• RECORDS PROVIDED:
=======

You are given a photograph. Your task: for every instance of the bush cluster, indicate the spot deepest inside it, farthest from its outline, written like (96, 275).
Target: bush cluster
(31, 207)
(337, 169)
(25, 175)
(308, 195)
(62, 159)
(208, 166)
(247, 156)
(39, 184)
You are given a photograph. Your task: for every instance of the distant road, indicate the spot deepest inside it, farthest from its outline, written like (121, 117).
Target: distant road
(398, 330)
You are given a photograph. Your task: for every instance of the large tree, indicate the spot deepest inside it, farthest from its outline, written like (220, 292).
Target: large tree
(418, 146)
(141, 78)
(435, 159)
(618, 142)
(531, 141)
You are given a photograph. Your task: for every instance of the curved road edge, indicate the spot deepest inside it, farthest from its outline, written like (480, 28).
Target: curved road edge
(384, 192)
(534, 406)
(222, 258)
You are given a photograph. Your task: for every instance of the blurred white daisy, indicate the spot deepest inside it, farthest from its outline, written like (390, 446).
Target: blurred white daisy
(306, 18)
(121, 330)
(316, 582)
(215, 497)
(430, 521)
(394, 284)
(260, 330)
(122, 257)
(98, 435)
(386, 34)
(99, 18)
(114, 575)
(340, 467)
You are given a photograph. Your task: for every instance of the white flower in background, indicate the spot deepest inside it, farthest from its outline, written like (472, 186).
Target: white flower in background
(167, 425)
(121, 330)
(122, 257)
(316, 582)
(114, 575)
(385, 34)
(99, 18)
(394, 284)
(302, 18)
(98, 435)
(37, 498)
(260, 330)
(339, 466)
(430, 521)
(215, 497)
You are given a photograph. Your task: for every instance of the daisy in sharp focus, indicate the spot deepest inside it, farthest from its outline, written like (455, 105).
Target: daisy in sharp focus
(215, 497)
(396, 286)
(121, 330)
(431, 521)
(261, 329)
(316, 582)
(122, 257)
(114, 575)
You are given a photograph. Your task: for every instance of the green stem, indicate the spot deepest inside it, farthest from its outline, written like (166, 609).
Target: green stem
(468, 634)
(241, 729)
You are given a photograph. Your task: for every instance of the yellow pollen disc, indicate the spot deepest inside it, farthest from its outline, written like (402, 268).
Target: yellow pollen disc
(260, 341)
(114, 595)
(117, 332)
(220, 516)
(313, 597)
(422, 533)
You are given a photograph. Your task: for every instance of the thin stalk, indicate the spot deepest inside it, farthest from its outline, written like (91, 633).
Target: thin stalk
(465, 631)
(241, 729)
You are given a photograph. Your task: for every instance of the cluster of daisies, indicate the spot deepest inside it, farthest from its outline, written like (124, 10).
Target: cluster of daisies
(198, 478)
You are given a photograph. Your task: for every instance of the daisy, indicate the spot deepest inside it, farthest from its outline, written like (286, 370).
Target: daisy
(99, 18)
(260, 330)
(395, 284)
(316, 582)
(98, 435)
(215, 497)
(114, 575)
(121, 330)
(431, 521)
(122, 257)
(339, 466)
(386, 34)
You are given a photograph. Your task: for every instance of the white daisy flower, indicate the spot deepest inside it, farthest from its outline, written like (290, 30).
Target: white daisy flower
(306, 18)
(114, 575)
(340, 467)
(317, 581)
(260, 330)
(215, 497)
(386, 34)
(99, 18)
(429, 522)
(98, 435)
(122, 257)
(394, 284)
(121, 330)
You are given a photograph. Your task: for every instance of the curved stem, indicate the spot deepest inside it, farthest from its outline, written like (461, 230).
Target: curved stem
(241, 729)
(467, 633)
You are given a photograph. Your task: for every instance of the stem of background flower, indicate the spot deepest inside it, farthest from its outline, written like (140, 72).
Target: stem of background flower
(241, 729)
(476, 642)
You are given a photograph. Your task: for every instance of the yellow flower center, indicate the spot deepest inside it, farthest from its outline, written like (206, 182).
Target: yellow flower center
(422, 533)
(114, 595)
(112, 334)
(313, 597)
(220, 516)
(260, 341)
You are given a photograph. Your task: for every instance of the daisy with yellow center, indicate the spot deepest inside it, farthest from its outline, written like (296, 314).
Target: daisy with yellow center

=======

• TASK OBJECTIVE: Every record above must appear again in the answer, unchanged.

• THE ANSWER:
You are given a photograph. Your task: for every instance of the bush cluster, indicate the spot deepest inside it, farthest from its outline, written like (96, 275).
Target: bush cluster
(31, 207)
(337, 169)
(25, 175)
(308, 195)
(62, 159)
(208, 166)
(247, 156)
(39, 184)
You are given a photograph. Your task: for every instance of the distant road, indicate the spot deepest inside it, farthest from its outline, written like (121, 117).
Target: distant road
(398, 330)
You are given a photograph. Your task: for every instance of the large tree, indicate the spot deepest inside it, farthest from its outline, written like (220, 292).
Target: large tree
(418, 146)
(141, 78)
(435, 159)
(618, 142)
(531, 141)
You are given a photograph. Your task: for every instance of the curved road edge, indicate the spot deepest inside it, farthest from its outline, written like (480, 28).
Target: curved road edge
(384, 192)
(534, 406)
(222, 258)
You are given a photograph. Your task: for every instance of the blurred white daisy, indicate the spot deepest inside it, farthest from its outline, written like (390, 446).
Target: blurred white daisy
(306, 18)
(121, 330)
(316, 582)
(215, 497)
(430, 521)
(394, 284)
(260, 330)
(122, 257)
(98, 435)
(386, 34)
(99, 18)
(114, 575)
(340, 467)
You are given a photograph. Your task: for every instance of the white flower in background, indicate the spot deepest inside it, farthest from its outline, written like (472, 186).
Target: white flower in background
(167, 425)
(121, 330)
(122, 257)
(316, 582)
(114, 575)
(385, 34)
(99, 18)
(394, 284)
(302, 18)
(98, 435)
(37, 498)
(260, 330)
(339, 466)
(430, 521)
(215, 497)
You are given a photograph. Your task: for every instance of the daisy in sharp focus, indicate the spot deepest inside it, farthest from its outline, written like (455, 105).
Target: daisy in sharp focus
(215, 497)
(396, 286)
(121, 330)
(431, 521)
(261, 329)
(316, 582)
(122, 257)
(114, 575)
You are given a photograph. Your task: for every instance of the green stem, indicate the spot deepest inside it, farthest from its outline, written like (166, 609).
Target: green stem
(468, 634)
(241, 729)
You are given a photograph. Your task: for every instance of the yellow pollen disc, indicate the spot deepest inside it, farthest from its outline, written like (402, 268).
Target: yellow pollen disc
(260, 341)
(114, 595)
(117, 332)
(220, 516)
(313, 597)
(422, 533)
You are given a photograph. Your task: for every instance of the thin stalk, indicate the spot deepest inside it, farthest from its outline, written like (91, 633).
Target: thin stalk
(465, 631)
(241, 729)
You are given a photograph. Your task: for every instance of the cluster of daisies, indicate the spot deepest inside it, farthest from its outline, written like (124, 10).
Target: cluster of daisies
(198, 478)
You are given a photograph. Your task: for every instance of the daisy, indicate the spot deepest inside it, farthest from its outline, written like (286, 370).
Target: daisy
(99, 18)
(260, 330)
(395, 284)
(316, 582)
(98, 435)
(215, 497)
(114, 575)
(121, 330)
(431, 521)
(122, 257)
(339, 466)
(386, 34)
You are given a photograph. Your task: for every instance of the white daisy flower, indicate the spot deepest inside it, farthest from its outline, written like (290, 30).
Target: white daisy flower
(306, 18)
(114, 575)
(340, 467)
(317, 581)
(260, 330)
(215, 497)
(386, 34)
(99, 18)
(429, 522)
(98, 435)
(122, 257)
(394, 284)
(121, 330)
You are given a photograph. Your task: for every instance of the curved stem, indicate the spot deepest inside it, farthest from its outline, written like (461, 230).
Target: curved stem
(241, 729)
(467, 633)
You are given a photograph. Your task: for every instance of the stem of background flower, indicate the spot deepest inside it, farthest from its outline, written like (140, 72).
Target: stem of background flower
(241, 729)
(476, 642)
You are given a photograph. Your task: for every instance of the yellow flower center, indicate the spot deepest inside it, farthest from its outline, written like (206, 182).
Target: yellow flower center
(422, 533)
(114, 595)
(112, 334)
(313, 597)
(220, 516)
(260, 341)
You are given a photograph. Your task: for every instance of the daisy with yellow center, indicate the spot deepest inside it, farthest from its outline, written like (296, 314).
Target: daisy with yellow center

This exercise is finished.